**TASK STATEMENT**
Reproduce the records, swapping "instance" for "occurrence" wherever it occurs and keeping everything else the same.

**PROVIDED MATERIAL**

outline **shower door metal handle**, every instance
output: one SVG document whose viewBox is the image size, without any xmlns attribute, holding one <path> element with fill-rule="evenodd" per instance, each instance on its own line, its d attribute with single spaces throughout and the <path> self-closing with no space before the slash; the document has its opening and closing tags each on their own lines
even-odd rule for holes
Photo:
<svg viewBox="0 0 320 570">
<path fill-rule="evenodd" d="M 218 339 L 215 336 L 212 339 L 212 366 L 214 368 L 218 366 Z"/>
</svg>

**FULL OUTPUT**
outline **shower door metal handle**, every occurrence
output: one SVG document whose viewBox is the image size, without any xmlns attribute, holding one <path> element with fill-rule="evenodd" per occurrence, each occurrence on its own line, its d attribute with single spaces throughout and the <path> self-closing with no space before the slash; the document has its opening and closing tags each on their own lines
even-odd rule for holes
Photo:
<svg viewBox="0 0 320 570">
<path fill-rule="evenodd" d="M 218 339 L 215 336 L 212 339 L 212 366 L 214 368 L 218 366 Z"/>
</svg>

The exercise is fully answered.